→ **STATED GOAL**:
In the records below, render everything from the line containing "Find every instance of the dark" down to the line containing "<point>263,169</point>", both included, as a Markdown table. Use the columns Row and Line, number each line, and skip blank lines.

## Begin DATA SUPPLIED

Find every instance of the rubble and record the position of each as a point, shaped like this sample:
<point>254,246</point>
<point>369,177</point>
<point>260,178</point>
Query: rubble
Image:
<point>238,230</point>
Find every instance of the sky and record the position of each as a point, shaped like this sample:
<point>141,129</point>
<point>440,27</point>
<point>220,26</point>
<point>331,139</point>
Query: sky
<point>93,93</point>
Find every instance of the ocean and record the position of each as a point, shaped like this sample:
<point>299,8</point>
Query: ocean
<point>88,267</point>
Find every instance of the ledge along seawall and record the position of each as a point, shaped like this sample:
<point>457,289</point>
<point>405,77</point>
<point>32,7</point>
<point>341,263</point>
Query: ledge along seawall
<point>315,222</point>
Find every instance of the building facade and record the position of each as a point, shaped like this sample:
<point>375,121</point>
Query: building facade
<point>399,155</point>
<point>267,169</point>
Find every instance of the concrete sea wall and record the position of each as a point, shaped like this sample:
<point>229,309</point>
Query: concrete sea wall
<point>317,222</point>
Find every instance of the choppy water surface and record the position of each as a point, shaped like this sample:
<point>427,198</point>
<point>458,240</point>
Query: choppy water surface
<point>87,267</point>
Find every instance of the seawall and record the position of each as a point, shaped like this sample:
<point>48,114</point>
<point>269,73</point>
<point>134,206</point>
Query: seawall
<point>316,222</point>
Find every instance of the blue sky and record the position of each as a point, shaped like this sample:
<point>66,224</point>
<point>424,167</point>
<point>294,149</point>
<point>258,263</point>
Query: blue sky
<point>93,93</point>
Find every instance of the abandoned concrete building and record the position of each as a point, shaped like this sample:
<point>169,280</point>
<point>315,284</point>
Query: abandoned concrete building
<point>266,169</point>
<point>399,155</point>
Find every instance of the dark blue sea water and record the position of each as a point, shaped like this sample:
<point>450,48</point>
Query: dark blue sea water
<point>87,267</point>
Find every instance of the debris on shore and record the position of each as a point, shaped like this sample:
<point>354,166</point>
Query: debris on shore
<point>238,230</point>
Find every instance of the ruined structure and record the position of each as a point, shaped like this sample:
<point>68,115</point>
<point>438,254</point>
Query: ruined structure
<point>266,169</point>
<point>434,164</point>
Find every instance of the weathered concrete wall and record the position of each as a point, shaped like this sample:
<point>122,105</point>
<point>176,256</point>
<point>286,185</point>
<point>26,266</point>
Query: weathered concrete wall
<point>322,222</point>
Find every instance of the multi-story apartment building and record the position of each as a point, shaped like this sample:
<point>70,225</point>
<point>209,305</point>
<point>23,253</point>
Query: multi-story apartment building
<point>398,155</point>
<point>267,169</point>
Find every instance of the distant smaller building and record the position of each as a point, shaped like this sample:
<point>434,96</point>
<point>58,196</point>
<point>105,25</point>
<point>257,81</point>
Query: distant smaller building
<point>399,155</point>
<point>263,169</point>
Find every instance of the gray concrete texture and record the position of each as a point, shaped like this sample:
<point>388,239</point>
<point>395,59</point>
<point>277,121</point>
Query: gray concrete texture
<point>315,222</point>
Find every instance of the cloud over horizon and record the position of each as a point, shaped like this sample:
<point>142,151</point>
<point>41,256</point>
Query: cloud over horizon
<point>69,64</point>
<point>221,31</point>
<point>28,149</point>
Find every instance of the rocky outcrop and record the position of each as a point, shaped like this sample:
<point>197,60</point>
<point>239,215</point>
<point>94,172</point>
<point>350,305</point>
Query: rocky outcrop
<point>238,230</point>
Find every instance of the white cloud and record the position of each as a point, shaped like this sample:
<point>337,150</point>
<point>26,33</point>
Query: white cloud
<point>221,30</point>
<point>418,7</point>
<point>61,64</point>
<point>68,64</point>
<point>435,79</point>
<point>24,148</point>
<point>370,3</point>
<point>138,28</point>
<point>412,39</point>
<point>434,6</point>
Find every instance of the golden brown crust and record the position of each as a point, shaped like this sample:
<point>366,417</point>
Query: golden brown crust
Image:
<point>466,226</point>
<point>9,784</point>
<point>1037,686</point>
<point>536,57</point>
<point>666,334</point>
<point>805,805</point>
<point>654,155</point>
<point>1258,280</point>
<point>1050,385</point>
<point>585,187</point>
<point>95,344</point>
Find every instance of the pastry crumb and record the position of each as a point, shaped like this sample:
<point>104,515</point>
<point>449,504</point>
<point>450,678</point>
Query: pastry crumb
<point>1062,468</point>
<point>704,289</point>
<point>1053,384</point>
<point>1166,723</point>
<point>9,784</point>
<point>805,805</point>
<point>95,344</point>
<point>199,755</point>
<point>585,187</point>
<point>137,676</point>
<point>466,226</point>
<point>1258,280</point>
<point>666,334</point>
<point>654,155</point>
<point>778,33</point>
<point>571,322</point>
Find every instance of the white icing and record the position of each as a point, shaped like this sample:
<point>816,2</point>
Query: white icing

## End DATA SUPPLIED

→ **SOLUTION FOR THIS EXERCISE**:
| Row | Line |
|---|---|
| 1 | Find every instance of the dark blue sea water and record the position of each as a point, shaped like this sample: |
| 2 | <point>450,48</point> |
| 3 | Query: dark blue sea water |
| 4 | <point>87,267</point> |
| 5 | Find every instance of the debris on shore and record the position of each as a point, shaped like this sample: |
| 6 | <point>354,166</point> |
| 7 | Query: debris on shore |
| 8 | <point>238,230</point> |
| 9 | Find every instance of the ruined structure and record the position of each as a point, shaped like this sample: |
| 10 | <point>68,115</point> |
| 11 | <point>438,254</point> |
| 12 | Query: ruined structure |
| 13 | <point>266,169</point> |
| 14 | <point>434,164</point> |
| 15 | Find every instance of the weathered concrete wall and record the position of each as a point, shaped like this sample: |
| 16 | <point>122,105</point> |
| 17 | <point>176,256</point> |
| 18 | <point>286,185</point> |
| 19 | <point>26,266</point> |
| 20 | Query: weathered concrete wall |
| 21 | <point>322,222</point> |
| 22 | Find every instance of the multi-story apartment building and record the position of each as a point, shaped like this sample: |
| 23 | <point>70,225</point> |
| 24 | <point>209,305</point> |
| 25 | <point>23,253</point> |
| 26 | Query: multi-story apartment building |
| 27 | <point>398,155</point> |
| 28 | <point>267,169</point> |
| 29 | Find every instance of the distant smaller building and record the position of each as a point, shaped like this sample: |
| 30 | <point>434,96</point> |
| 31 | <point>58,196</point> |
| 32 | <point>105,25</point> |
| 33 | <point>257,81</point> |
| 34 | Query: distant smaller building |
| 35 | <point>399,155</point> |
| 36 | <point>263,169</point> |